# [Record excerpts]
>>>>
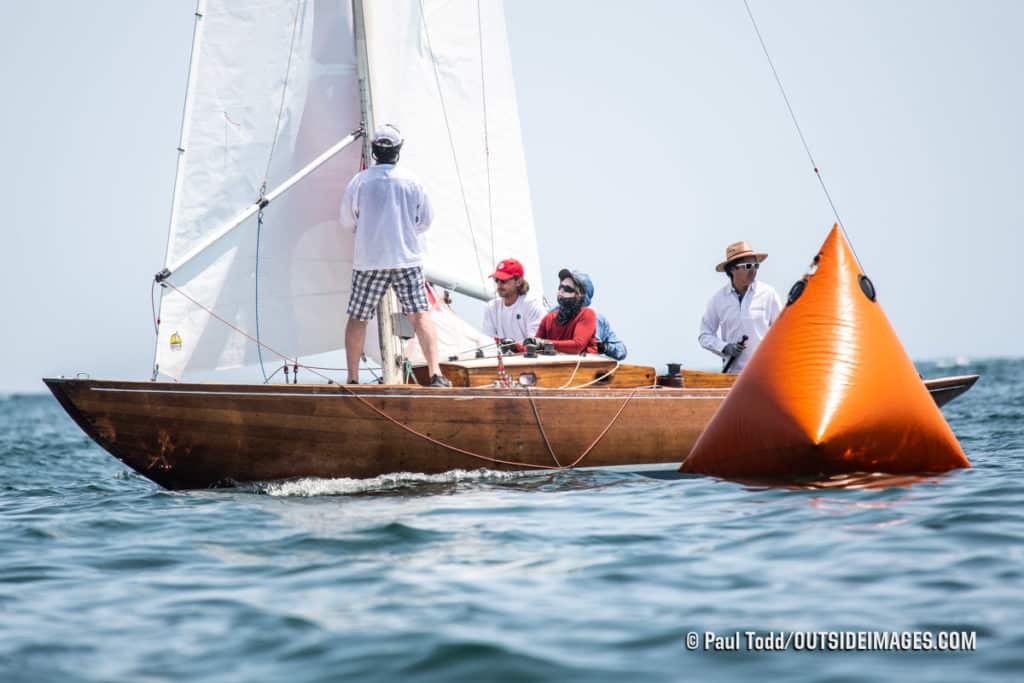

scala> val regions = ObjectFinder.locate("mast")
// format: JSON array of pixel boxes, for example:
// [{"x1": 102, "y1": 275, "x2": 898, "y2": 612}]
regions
[{"x1": 352, "y1": 0, "x2": 401, "y2": 384}]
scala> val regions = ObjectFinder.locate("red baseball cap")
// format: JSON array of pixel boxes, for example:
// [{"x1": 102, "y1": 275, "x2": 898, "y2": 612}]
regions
[{"x1": 490, "y1": 258, "x2": 522, "y2": 281}]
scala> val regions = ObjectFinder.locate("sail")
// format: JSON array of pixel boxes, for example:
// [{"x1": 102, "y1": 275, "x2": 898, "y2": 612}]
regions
[
  {"x1": 366, "y1": 0, "x2": 542, "y2": 299},
  {"x1": 156, "y1": 0, "x2": 540, "y2": 379}
]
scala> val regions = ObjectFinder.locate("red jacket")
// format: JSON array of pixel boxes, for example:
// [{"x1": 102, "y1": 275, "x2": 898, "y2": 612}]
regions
[{"x1": 537, "y1": 306, "x2": 597, "y2": 353}]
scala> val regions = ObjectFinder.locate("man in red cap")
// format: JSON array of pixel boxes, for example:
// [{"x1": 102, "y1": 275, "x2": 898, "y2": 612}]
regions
[{"x1": 483, "y1": 258, "x2": 547, "y2": 352}]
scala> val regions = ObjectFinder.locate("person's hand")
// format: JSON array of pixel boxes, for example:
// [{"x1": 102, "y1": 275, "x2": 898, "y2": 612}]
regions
[{"x1": 722, "y1": 342, "x2": 743, "y2": 358}]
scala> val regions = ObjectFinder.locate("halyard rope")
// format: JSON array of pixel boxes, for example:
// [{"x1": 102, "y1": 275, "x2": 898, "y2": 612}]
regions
[{"x1": 743, "y1": 0, "x2": 860, "y2": 264}]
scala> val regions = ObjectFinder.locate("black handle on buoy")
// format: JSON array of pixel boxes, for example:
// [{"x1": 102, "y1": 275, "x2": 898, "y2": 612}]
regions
[{"x1": 722, "y1": 335, "x2": 748, "y2": 373}]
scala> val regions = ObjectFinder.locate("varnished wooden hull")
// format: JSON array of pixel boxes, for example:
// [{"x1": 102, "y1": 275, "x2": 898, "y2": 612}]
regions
[
  {"x1": 45, "y1": 370, "x2": 977, "y2": 488},
  {"x1": 46, "y1": 380, "x2": 724, "y2": 488}
]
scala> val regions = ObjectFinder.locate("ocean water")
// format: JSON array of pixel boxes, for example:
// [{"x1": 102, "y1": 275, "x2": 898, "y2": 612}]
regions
[{"x1": 0, "y1": 360, "x2": 1024, "y2": 683}]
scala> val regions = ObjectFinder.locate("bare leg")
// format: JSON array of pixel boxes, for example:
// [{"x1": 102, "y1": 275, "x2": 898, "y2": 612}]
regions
[
  {"x1": 409, "y1": 310, "x2": 441, "y2": 377},
  {"x1": 345, "y1": 317, "x2": 370, "y2": 384}
]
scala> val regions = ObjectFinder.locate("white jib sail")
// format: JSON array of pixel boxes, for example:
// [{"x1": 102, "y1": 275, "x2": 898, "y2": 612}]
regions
[{"x1": 157, "y1": 0, "x2": 541, "y2": 379}]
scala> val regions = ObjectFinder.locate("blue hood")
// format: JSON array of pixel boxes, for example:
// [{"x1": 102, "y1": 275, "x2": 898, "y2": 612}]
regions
[{"x1": 558, "y1": 268, "x2": 594, "y2": 306}]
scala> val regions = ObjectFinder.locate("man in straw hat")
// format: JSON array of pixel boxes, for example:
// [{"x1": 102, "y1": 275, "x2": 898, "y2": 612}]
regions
[{"x1": 697, "y1": 242, "x2": 782, "y2": 373}]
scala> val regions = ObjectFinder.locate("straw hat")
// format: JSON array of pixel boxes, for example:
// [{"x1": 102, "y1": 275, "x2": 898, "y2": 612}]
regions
[{"x1": 715, "y1": 242, "x2": 768, "y2": 272}]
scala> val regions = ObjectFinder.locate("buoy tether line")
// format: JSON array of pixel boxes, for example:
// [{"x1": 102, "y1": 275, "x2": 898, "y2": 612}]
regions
[{"x1": 743, "y1": 0, "x2": 863, "y2": 270}]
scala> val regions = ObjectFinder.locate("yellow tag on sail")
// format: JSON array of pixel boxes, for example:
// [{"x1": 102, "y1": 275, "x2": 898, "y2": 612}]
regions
[{"x1": 681, "y1": 225, "x2": 971, "y2": 477}]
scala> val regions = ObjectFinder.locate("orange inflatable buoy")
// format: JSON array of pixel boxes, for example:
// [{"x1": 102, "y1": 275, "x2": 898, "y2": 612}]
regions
[{"x1": 680, "y1": 225, "x2": 971, "y2": 477}]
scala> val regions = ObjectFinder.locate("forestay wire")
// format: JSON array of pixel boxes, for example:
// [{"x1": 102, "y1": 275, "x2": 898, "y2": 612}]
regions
[
  {"x1": 420, "y1": 0, "x2": 494, "y2": 283},
  {"x1": 743, "y1": 0, "x2": 860, "y2": 263},
  {"x1": 476, "y1": 0, "x2": 498, "y2": 263},
  {"x1": 253, "y1": 0, "x2": 306, "y2": 384}
]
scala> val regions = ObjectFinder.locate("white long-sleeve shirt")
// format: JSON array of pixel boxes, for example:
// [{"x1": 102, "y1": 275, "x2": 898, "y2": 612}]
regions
[
  {"x1": 483, "y1": 293, "x2": 548, "y2": 342},
  {"x1": 340, "y1": 164, "x2": 434, "y2": 270},
  {"x1": 697, "y1": 280, "x2": 782, "y2": 373}
]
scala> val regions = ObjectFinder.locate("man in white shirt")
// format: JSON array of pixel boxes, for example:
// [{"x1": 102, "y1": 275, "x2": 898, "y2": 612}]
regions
[
  {"x1": 483, "y1": 258, "x2": 548, "y2": 352},
  {"x1": 340, "y1": 125, "x2": 452, "y2": 387},
  {"x1": 698, "y1": 242, "x2": 782, "y2": 373}
]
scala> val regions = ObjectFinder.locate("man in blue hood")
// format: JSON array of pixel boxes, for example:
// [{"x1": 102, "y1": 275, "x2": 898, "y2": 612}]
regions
[{"x1": 532, "y1": 268, "x2": 627, "y2": 360}]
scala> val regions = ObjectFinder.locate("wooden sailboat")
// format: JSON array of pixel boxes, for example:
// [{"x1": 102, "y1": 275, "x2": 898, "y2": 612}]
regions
[
  {"x1": 45, "y1": 0, "x2": 977, "y2": 488},
  {"x1": 46, "y1": 368, "x2": 977, "y2": 488}
]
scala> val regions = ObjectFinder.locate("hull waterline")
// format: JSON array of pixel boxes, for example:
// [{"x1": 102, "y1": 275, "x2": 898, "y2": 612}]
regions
[{"x1": 44, "y1": 376, "x2": 977, "y2": 489}]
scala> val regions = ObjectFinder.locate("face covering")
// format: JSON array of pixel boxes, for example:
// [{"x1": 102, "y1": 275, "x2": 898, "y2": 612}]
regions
[{"x1": 555, "y1": 296, "x2": 583, "y2": 325}]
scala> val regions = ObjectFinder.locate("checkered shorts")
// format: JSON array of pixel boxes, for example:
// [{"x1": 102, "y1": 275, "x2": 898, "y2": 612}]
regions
[{"x1": 348, "y1": 265, "x2": 430, "y2": 321}]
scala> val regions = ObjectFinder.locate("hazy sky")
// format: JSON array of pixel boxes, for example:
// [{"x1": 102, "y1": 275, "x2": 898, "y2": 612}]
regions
[{"x1": 0, "y1": 0, "x2": 1024, "y2": 391}]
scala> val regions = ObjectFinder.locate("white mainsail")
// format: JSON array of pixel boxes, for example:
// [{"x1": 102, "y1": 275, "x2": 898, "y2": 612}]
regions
[{"x1": 157, "y1": 0, "x2": 541, "y2": 379}]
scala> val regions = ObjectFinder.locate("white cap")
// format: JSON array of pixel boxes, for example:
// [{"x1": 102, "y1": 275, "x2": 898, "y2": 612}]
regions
[{"x1": 370, "y1": 123, "x2": 403, "y2": 147}]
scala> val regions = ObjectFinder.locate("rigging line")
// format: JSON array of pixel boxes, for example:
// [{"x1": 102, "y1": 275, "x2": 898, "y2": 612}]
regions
[
  {"x1": 254, "y1": 0, "x2": 304, "y2": 384},
  {"x1": 150, "y1": 280, "x2": 160, "y2": 337},
  {"x1": 566, "y1": 389, "x2": 637, "y2": 469},
  {"x1": 420, "y1": 0, "x2": 486, "y2": 283},
  {"x1": 253, "y1": 202, "x2": 276, "y2": 384},
  {"x1": 743, "y1": 0, "x2": 860, "y2": 264},
  {"x1": 263, "y1": 0, "x2": 305, "y2": 184},
  {"x1": 526, "y1": 387, "x2": 562, "y2": 467},
  {"x1": 476, "y1": 0, "x2": 498, "y2": 263}
]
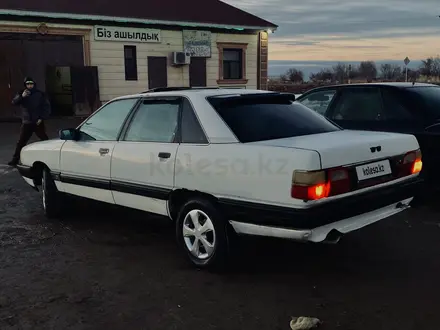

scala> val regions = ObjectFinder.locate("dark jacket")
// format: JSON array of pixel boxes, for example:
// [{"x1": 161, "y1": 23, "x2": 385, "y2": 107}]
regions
[{"x1": 12, "y1": 78, "x2": 51, "y2": 124}]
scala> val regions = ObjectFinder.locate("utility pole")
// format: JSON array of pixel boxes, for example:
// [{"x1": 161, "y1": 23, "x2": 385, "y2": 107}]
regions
[{"x1": 403, "y1": 56, "x2": 411, "y2": 82}]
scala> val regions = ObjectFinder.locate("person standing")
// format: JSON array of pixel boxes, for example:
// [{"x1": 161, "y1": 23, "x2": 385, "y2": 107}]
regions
[{"x1": 8, "y1": 77, "x2": 51, "y2": 166}]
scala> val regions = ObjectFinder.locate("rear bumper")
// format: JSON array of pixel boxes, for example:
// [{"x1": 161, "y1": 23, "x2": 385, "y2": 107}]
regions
[
  {"x1": 230, "y1": 198, "x2": 412, "y2": 243},
  {"x1": 220, "y1": 177, "x2": 423, "y2": 236}
]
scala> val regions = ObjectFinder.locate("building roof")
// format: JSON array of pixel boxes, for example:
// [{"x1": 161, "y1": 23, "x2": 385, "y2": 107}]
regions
[{"x1": 0, "y1": 0, "x2": 277, "y2": 29}]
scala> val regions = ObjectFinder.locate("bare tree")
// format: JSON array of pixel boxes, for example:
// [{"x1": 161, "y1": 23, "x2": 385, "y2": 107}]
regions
[
  {"x1": 359, "y1": 61, "x2": 377, "y2": 81},
  {"x1": 285, "y1": 68, "x2": 304, "y2": 83},
  {"x1": 380, "y1": 64, "x2": 402, "y2": 81}
]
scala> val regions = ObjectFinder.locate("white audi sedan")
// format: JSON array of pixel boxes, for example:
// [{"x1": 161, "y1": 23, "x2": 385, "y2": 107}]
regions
[{"x1": 18, "y1": 88, "x2": 422, "y2": 268}]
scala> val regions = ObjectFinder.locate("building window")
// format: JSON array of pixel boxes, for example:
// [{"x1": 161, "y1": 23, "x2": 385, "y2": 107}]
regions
[
  {"x1": 217, "y1": 43, "x2": 248, "y2": 84},
  {"x1": 124, "y1": 46, "x2": 137, "y2": 80}
]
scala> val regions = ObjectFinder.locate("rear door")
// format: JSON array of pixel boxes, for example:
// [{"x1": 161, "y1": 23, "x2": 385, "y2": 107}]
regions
[
  {"x1": 60, "y1": 98, "x2": 138, "y2": 203},
  {"x1": 111, "y1": 97, "x2": 182, "y2": 215},
  {"x1": 326, "y1": 86, "x2": 389, "y2": 131}
]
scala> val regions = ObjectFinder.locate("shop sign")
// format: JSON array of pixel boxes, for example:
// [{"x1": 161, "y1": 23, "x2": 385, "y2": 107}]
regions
[
  {"x1": 183, "y1": 30, "x2": 211, "y2": 57},
  {"x1": 94, "y1": 26, "x2": 161, "y2": 43}
]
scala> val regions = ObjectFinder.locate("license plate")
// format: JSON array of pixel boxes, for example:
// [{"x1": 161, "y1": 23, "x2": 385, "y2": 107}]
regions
[{"x1": 356, "y1": 160, "x2": 391, "y2": 181}]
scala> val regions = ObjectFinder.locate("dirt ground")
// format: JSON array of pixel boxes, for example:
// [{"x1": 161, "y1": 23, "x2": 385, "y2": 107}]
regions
[{"x1": 0, "y1": 121, "x2": 440, "y2": 330}]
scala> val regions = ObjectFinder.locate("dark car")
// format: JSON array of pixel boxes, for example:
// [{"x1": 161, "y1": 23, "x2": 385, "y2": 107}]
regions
[{"x1": 297, "y1": 83, "x2": 440, "y2": 187}]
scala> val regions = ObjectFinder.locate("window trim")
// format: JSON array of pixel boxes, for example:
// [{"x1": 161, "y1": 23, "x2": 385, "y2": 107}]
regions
[
  {"x1": 217, "y1": 42, "x2": 249, "y2": 85},
  {"x1": 295, "y1": 87, "x2": 340, "y2": 119},
  {"x1": 178, "y1": 96, "x2": 210, "y2": 146},
  {"x1": 325, "y1": 85, "x2": 384, "y2": 123},
  {"x1": 76, "y1": 96, "x2": 141, "y2": 142},
  {"x1": 118, "y1": 95, "x2": 211, "y2": 146},
  {"x1": 124, "y1": 45, "x2": 139, "y2": 81},
  {"x1": 118, "y1": 95, "x2": 183, "y2": 144}
]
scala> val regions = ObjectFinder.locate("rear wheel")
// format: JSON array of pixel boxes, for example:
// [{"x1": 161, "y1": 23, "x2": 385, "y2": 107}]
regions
[
  {"x1": 176, "y1": 199, "x2": 229, "y2": 269},
  {"x1": 41, "y1": 168, "x2": 63, "y2": 219}
]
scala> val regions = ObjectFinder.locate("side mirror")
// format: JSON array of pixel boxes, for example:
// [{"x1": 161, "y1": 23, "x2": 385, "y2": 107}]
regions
[{"x1": 58, "y1": 128, "x2": 79, "y2": 141}]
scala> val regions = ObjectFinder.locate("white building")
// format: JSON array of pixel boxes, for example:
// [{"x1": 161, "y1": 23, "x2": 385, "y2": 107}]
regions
[{"x1": 0, "y1": 0, "x2": 277, "y2": 118}]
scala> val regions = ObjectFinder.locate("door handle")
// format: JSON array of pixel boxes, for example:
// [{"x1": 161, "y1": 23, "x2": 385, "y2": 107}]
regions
[
  {"x1": 158, "y1": 152, "x2": 171, "y2": 158},
  {"x1": 99, "y1": 148, "x2": 109, "y2": 156}
]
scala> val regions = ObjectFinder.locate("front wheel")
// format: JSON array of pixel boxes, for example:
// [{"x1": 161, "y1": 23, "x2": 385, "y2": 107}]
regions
[
  {"x1": 41, "y1": 168, "x2": 63, "y2": 219},
  {"x1": 176, "y1": 199, "x2": 229, "y2": 269}
]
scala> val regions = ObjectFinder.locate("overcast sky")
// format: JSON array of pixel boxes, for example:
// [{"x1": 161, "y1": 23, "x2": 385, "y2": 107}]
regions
[{"x1": 224, "y1": 0, "x2": 440, "y2": 61}]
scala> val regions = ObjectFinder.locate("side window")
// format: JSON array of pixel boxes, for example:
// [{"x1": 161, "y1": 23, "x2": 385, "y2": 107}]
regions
[
  {"x1": 298, "y1": 89, "x2": 336, "y2": 116},
  {"x1": 330, "y1": 88, "x2": 385, "y2": 121},
  {"x1": 79, "y1": 98, "x2": 138, "y2": 141},
  {"x1": 181, "y1": 99, "x2": 208, "y2": 144},
  {"x1": 124, "y1": 100, "x2": 181, "y2": 142},
  {"x1": 382, "y1": 88, "x2": 415, "y2": 121}
]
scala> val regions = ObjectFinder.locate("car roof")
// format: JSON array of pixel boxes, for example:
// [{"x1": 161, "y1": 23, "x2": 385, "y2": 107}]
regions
[
  {"x1": 301, "y1": 82, "x2": 439, "y2": 96},
  {"x1": 112, "y1": 88, "x2": 274, "y2": 101}
]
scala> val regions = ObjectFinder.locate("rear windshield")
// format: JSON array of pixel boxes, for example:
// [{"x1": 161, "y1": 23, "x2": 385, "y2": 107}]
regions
[
  {"x1": 208, "y1": 96, "x2": 340, "y2": 143},
  {"x1": 408, "y1": 86, "x2": 440, "y2": 118}
]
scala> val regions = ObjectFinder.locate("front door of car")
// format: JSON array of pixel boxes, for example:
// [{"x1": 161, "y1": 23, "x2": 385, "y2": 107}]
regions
[
  {"x1": 326, "y1": 86, "x2": 388, "y2": 131},
  {"x1": 111, "y1": 97, "x2": 182, "y2": 215},
  {"x1": 60, "y1": 98, "x2": 138, "y2": 203}
]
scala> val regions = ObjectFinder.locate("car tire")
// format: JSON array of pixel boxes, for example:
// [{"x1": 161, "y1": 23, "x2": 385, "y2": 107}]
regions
[
  {"x1": 176, "y1": 199, "x2": 230, "y2": 270},
  {"x1": 41, "y1": 168, "x2": 63, "y2": 219}
]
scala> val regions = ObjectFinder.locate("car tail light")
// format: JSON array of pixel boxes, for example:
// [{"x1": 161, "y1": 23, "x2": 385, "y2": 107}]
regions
[
  {"x1": 398, "y1": 149, "x2": 423, "y2": 177},
  {"x1": 290, "y1": 168, "x2": 350, "y2": 201}
]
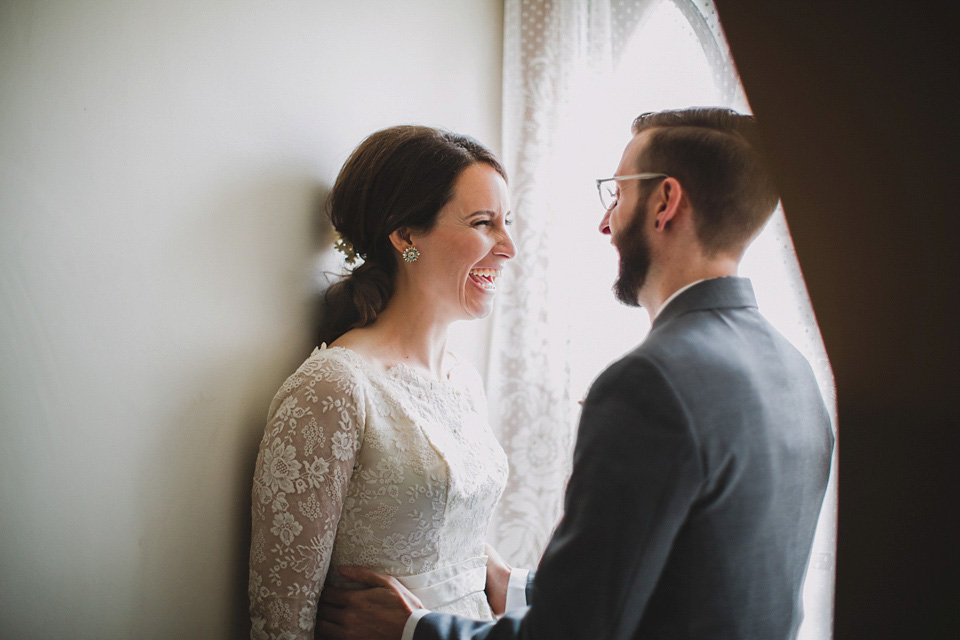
<<<<
# [What to work on]
Report every line of the items above that contains the word "front".

# [Task solution]
scala> val regions = ObjectFinder.locate("front wheel")
scala> val regions = ObjectFinder.locate("front door of car")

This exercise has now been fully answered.